**Aim A**
Answer these questions using the essay on new political trends among students:
(i) Which social issues are college students already discussing openly, according to the essay?
(ii) What is the essay's main concern about the moderately liberal student?
(iii) What reason does the essay give for predicting that this movement will move further left?
**Aim B**
Decide whether each statement agrees with the essay on new political trends among students, and support each yes or no with a quotation from the essay:
(i) The writer identifies as a classical liberal.
(ii) The writer expects political reform to follow social reform.
(iii) The essay says the moderately liberal group has more free-thinking individuals than the other three groups.

**Text**
▼

New trends and the concerns that should be raised

Being a classical liberal as defined by the Enlightenment era, I believe the most important rights are those of the individual. With this in mind, I am excited to see a rebirth of traditional American political values and believe that social reform will occur as political reform begins. There are already open discussions among these groups of college students about social issues such as abortion, immigration, term limits for members of Congress, and a whole range of other issues. What concerns me about this group is if this will be the beginning of an expanding movement or is it simply a reaction to nearly twelve years of bad economic policy that will disappear as soon as the current administration is replaced. This group of students should be supported and included in the efforts of local grass-roots conservative movements seeking to have an impact in national elections.

The moderately liberal student has always concerned me but not for the reasons that most people think. Unlike the other three groups, this group does not have a lot of free-thinking individuals and this is my main concern. This group will fully adopt fad issues that drive politics, such as man-made global climate change, GLBTQ rights, white guilt, and any other politically expedient issue where they believe they can make an impact. Often caught up in the emotions of the issue, their entire political participation and reasoning behind their unwavering support is because of the social appeal of the movement – it seems popular with the masses and it is always easier to swim with the current than to fight against it. Eventually this movement will either to continue to progress down the pro-Marxist view or adopt the even more radical leftist view of complete collectivism. The reason this is going to happen is because more of our universities and colleges are hiring faculty that fully accept various tenets of Marxism.

▲

**Extracted information**
▼

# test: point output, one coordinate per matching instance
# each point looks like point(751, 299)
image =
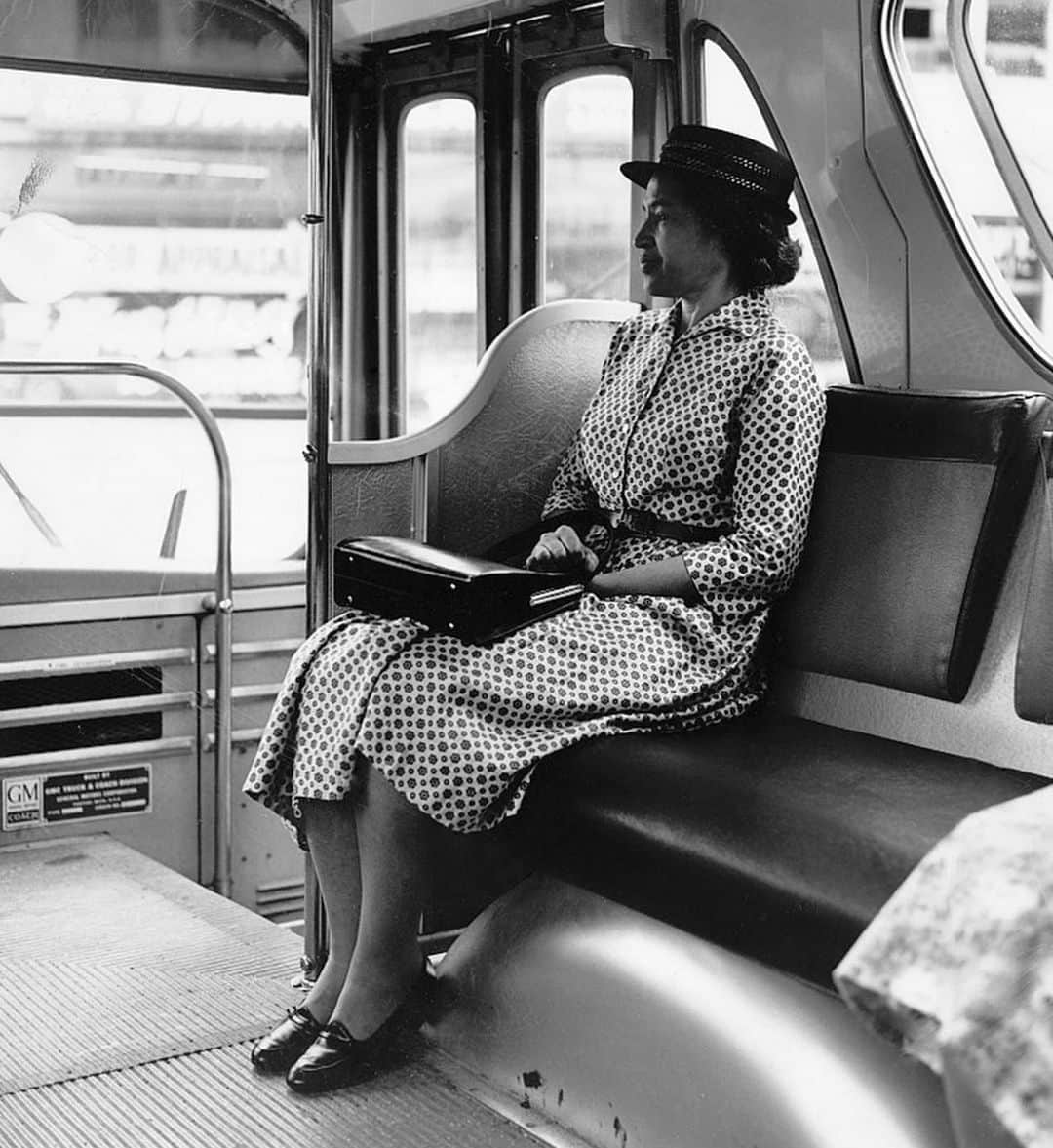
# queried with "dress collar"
point(743, 315)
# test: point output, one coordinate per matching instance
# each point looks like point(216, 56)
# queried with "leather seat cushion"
point(773, 836)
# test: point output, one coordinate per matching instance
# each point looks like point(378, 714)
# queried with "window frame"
point(398, 235)
point(541, 96)
point(699, 34)
point(962, 233)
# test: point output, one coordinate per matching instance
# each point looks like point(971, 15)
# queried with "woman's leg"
point(396, 855)
point(332, 837)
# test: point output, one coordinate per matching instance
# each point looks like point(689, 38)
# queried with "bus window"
point(1011, 57)
point(440, 257)
point(155, 222)
point(587, 132)
point(803, 304)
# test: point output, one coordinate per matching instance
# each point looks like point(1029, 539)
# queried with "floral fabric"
point(957, 966)
point(717, 427)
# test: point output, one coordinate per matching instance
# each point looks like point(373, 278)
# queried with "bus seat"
point(916, 506)
point(780, 837)
point(482, 472)
point(1034, 679)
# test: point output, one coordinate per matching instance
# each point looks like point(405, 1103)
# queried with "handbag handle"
point(515, 549)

▲

**Complete answer A**
(i) Abortion, immigration, term limits for members of Congress, and a whole range of other issues.
(ii) Unlike the other three groups, this group does not have a lot of free-thinking individuals.
(iii) More universities and colleges are hiring faculty that fully accept various tenets of Marxism.

**Complete answer B**
(i) Yes: "Being a classical liberal as defined by the Enlightenment era"
(ii) No: "believe that social reform will occur as political reform begins"
(iii) No: "Unlike the other three groups, this group does not have a lot of free-thinking individuals"